▶ **Excerpt provided**
···
What do we mean by “Framework”? Ask Elinor Ostrom
On the publisher’s website, Madmen is described as a book that “offers up a simple, economic framework for understanding the systematic causes of political change.”
That description follows the language that Wayne and I use throughout the book. For example, in the Preface we say we “offer a framework to think about how ideas matter, when it is that political change happens, and why at other times the status quo endures.”
In brief, our framework (laid out in Chapter 5) pairs the structure of ideas, institutions, and incentives with the main types of people who bring about change: namely academic scribblers who originate ideas, intellectuals who translate and popularize those abstract ideas, and madmen in authority who appeal to the masses and ultimately are the ones who twist the knobs of change.
All fine and good. But why do we use the word framework? Why not use theory or model instead? For direct inspiration on this point, we drew on Elinor Ostrom’s work, particularly how she uses the word framework in her 2009 Nobel address to describe the analytical structure that guided her empirical work.
···
▶ **Supplied data**
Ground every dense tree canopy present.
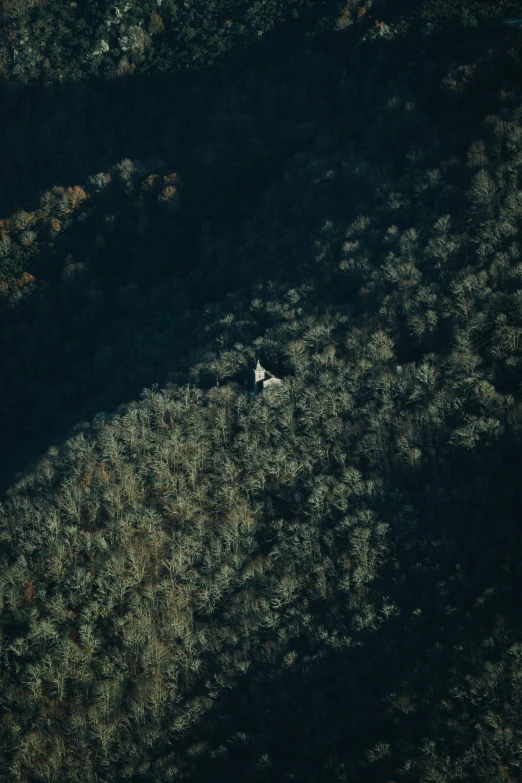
[0,0,522,783]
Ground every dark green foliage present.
[0,0,522,783]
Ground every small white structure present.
[502,16,522,27]
[252,359,282,394]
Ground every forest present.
[0,0,522,783]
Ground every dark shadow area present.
[0,5,512,502]
[162,435,522,783]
···
▶ **Objectives**
A - Please convert the records, starting at the line containing "Ground every forest present." and ending at the end of the records, into a Markdown table with the columns n and Line, leaving out blank lines.
B - Carry on the piece about why the book uses the word "framework" from the point where it stops.
These records have no connection to the text about the word "framework."

▶ **Results in order**
A -
| n | Line |
|---|---|
| 1 | Ground every forest present. |
| 2 | [0,0,522,783] |
| 3 | Ground every dark shadow area present. |
| 4 | [0,5,512,502] |
| 5 | [162,435,522,783] |

B -
While the terms frameworks, theories, and models are used interchangeably by many scholars, we use these concepts in a nested manner to range from the most general to the most precise set of assumptions made by a scholar. The IAD [Institutional Analysis and Development] framework is intended to contain the most general set of variables that an institutional analyst may want to use to examine a diversity of institutional settings including human interactions within markets, private firms, families, community organizations, legislatures, and government agencies. It provides a metatheoretical language to enable scholars to discuss any particular theory or to compare theories.
A specific theory is used by an analyst to specify which working parts of a framework are considered useful to explain diverse outcomes and how they relate to one another…. Models make precise assumptions about a limited number of variables in a theory that scholars use to examine the formal consequences of these specific assumptions about the motivation of actors and the structure of the situation they face. (pg. 414, emphases in original)
In the same manner, the framework in our Chapter 5 is intended to be a general platform on which specific theories and models of political change can be built, which in turn can be used to formulate and test specific hypotheses about individual instances of political change. For example, at what point can we expect marijuana prohibition to be repealed? Or what types of tax and budget reforms will emerge from the “fiscal cliff” crisis? Or which proposals for reforming vital organs have real political legs? And so on.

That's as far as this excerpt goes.